Recorded information:
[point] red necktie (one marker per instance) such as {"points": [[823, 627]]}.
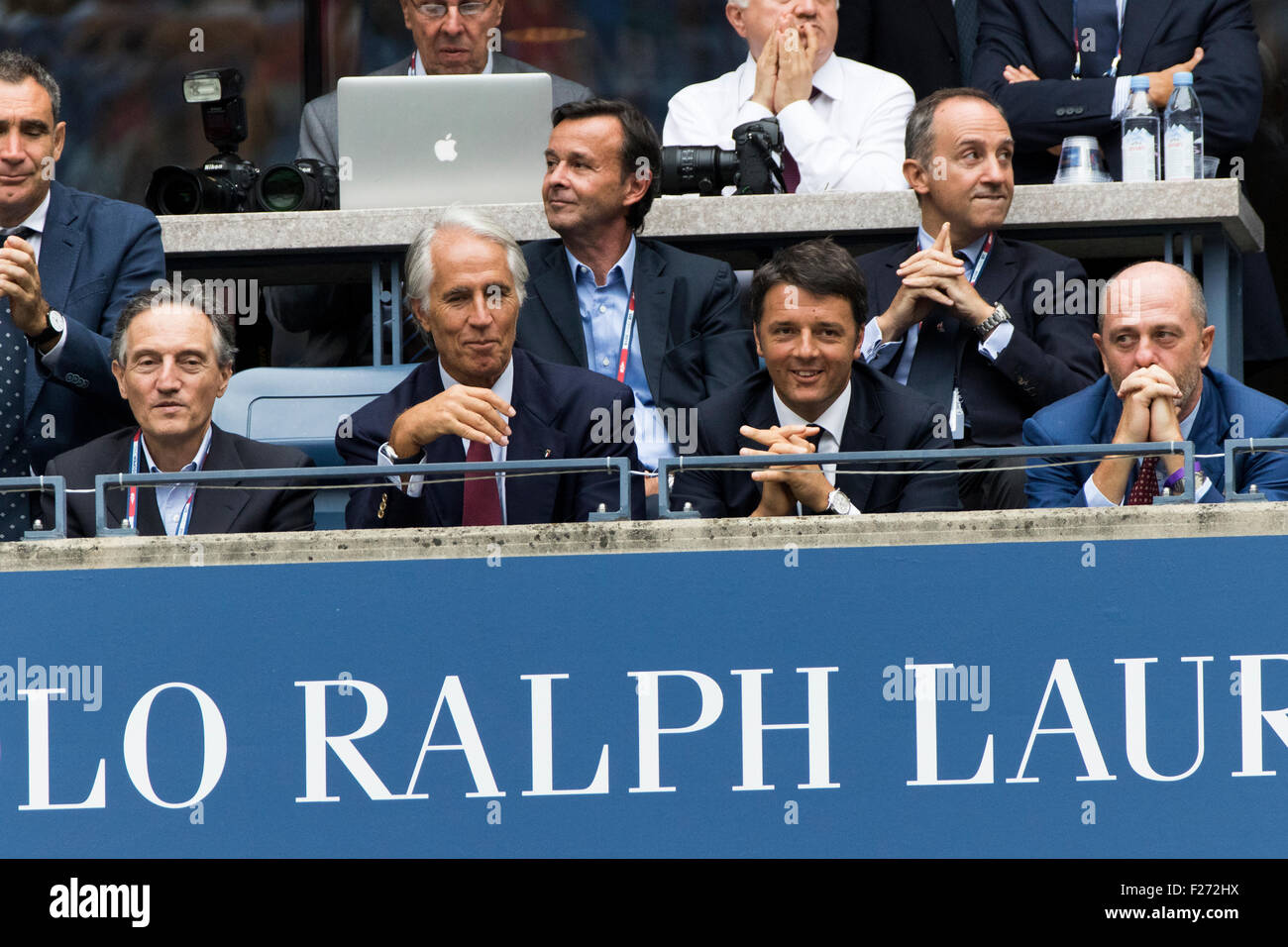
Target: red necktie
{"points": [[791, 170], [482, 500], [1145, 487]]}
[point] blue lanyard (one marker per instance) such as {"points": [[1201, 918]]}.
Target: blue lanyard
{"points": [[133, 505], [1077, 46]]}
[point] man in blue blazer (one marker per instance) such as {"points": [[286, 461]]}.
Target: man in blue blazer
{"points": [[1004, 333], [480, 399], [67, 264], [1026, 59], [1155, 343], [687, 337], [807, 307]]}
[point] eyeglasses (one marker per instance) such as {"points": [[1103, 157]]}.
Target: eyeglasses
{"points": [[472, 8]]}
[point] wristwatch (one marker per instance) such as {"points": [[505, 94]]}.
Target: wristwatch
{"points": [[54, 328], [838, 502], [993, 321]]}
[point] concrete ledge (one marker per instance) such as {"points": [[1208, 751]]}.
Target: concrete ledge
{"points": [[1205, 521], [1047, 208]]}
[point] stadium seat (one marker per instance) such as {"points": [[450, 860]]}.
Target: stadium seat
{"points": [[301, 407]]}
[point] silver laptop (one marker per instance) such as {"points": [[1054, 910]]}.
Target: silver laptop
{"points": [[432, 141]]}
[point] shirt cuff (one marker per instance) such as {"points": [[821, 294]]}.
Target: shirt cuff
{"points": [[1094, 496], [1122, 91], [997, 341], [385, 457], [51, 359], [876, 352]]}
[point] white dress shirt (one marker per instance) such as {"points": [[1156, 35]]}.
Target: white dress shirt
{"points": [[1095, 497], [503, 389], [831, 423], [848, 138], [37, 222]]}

Objective: Arrange every line of the rows above as a numbered list, skipping blank lines and omitting the picture.

Task answer:
1. [point] red necktie (one marker per instance) such as {"points": [[823, 627]]}.
2. Target: red necktie
3. {"points": [[791, 170], [482, 500], [1145, 487]]}
4. [point] blue lanyard (one marker per instance) such as {"points": [[1201, 918]]}.
5. Target: blue lanyard
6. {"points": [[133, 505], [1077, 46]]}
7. [point] man in blue blazer (one marker per instance) such as {"points": [[286, 461]]}.
8. Target: man in blue blazer
9. {"points": [[1004, 333], [480, 399], [67, 264], [1026, 59], [1155, 343], [687, 337], [807, 307]]}
10. [point] eyeglasses (one marker per instance) such as {"points": [[1103, 157]]}.
11. Target: eyeglasses
12. {"points": [[472, 8]]}
13. [point] wristwatch (one marker per instance) such as {"points": [[505, 94]]}.
14. Target: wristwatch
15. {"points": [[54, 328], [838, 502], [993, 321]]}
16. [point] concrete ledge (one marker per instance) such as {"points": [[1208, 751]]}.
17. Target: concrete ledge
18. {"points": [[1205, 521], [1047, 208]]}
19. [point] stadium seat (one marker per instance) such as {"points": [[450, 860]]}.
20. Target: stadium seat
21. {"points": [[301, 407]]}
22. [point] silver laptop (one marker per instance) such as {"points": [[1054, 910]]}.
23. Target: silver laptop
24. {"points": [[432, 141]]}
25. [point] shirt cuff (one marker per instance) such as {"points": [[821, 294]]}.
26. Target: shirt cuff
27. {"points": [[1094, 496], [1122, 91], [997, 341], [385, 457], [51, 359], [876, 352]]}
28. [point] white dress shirt (one marker per instance) such as {"points": [[1156, 35]]}.
29. Target: white dress shirt
30. {"points": [[1095, 497], [503, 389], [831, 423], [848, 138], [37, 222]]}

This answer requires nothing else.